(Entries taken from a collection)
______________________________

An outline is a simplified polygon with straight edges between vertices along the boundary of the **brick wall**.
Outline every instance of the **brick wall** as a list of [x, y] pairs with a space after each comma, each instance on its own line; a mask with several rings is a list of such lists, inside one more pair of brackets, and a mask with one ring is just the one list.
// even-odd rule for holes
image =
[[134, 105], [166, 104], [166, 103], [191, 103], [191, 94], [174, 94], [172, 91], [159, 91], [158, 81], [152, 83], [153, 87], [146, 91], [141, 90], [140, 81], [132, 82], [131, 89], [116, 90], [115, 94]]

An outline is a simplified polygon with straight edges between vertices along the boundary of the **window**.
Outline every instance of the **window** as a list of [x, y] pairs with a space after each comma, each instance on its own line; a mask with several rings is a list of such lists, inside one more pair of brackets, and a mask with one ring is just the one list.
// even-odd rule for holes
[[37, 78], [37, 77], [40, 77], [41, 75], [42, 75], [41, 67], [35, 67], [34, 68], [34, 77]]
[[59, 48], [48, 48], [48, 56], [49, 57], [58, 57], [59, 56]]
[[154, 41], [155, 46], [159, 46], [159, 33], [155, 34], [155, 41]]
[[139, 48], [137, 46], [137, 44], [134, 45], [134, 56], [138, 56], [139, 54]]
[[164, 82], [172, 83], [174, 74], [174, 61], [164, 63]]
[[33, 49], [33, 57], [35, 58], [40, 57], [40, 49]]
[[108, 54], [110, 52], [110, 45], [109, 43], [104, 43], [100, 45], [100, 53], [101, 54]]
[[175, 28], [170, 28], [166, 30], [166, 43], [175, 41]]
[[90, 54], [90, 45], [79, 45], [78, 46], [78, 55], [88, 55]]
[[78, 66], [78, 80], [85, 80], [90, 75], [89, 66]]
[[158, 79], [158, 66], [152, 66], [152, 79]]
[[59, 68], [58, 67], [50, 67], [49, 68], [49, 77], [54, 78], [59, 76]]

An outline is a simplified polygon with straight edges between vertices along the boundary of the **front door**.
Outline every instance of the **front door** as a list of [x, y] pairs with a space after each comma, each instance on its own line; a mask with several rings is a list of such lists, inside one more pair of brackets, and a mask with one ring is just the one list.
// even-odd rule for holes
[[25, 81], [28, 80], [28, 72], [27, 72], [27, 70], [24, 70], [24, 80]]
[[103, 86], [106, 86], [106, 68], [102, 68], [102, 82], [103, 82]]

______________________________

▸ **CHALLENGE**
Copy every one of the lines above without changing anything.

▸ **RESPONSE TO THIS EXERCISE**
An outline is a simplified polygon with straight edges between vertices along the boundary of the **brick wall**.
Outline every instance of the **brick wall** as a list of [x, y] pairs with a space after each comma, each instance on its own line; a mask with several rings is a list of such lists, inside one more pair of brackets, and a mask with one ring is just the one list.
// even-odd rule for holes
image =
[[134, 105], [166, 104], [166, 103], [191, 103], [191, 94], [174, 94], [172, 91], [159, 91], [158, 81], [152, 83], [153, 87], [146, 91], [141, 90], [140, 81], [132, 82], [131, 89], [116, 90], [115, 94]]

An outline is a simplified polygon with straight edges between vertices along the boundary of the **window**.
Outline every instance of the **window** as a list of [x, y] pairs with a space after each comma, each instance on its own line; a mask with several rings is a list of such lists, inside one more pair of brackets, and a mask with one ring is just the one list.
// even-odd rule for holes
[[37, 78], [37, 77], [40, 77], [41, 75], [42, 75], [41, 67], [35, 67], [34, 68], [34, 77]]
[[59, 48], [48, 48], [48, 56], [49, 57], [58, 57], [59, 56]]
[[154, 41], [155, 46], [159, 46], [159, 33], [155, 34], [155, 41]]
[[139, 48], [137, 46], [137, 44], [134, 45], [134, 56], [138, 56], [139, 54]]
[[164, 82], [172, 83], [174, 74], [174, 61], [164, 63]]
[[33, 49], [33, 57], [35, 58], [40, 57], [40, 49]]
[[108, 54], [110, 52], [110, 45], [109, 43], [104, 43], [100, 45], [100, 53], [101, 54]]
[[175, 28], [170, 28], [166, 30], [166, 43], [175, 41]]
[[90, 54], [90, 45], [79, 45], [78, 46], [78, 55], [88, 55]]
[[78, 66], [78, 80], [85, 80], [90, 75], [89, 66]]
[[158, 79], [158, 66], [152, 66], [152, 79]]
[[59, 68], [58, 67], [50, 67], [49, 68], [49, 77], [54, 78], [59, 76]]

An outline is a simplified polygon with straight edges between vertices along the boundary of the **front door**.
Outline every instance of the **front door** as a list of [x, y] pairs with a space after each comma, each instance on its own line; a mask with several rings is a list of such lists, inside one more pair of brackets, and a mask with one ring is just the one list.
// even-odd rule for holes
[[25, 81], [28, 80], [28, 72], [27, 72], [27, 70], [24, 70], [24, 80]]
[[103, 86], [106, 86], [106, 68], [102, 68], [102, 82], [103, 82]]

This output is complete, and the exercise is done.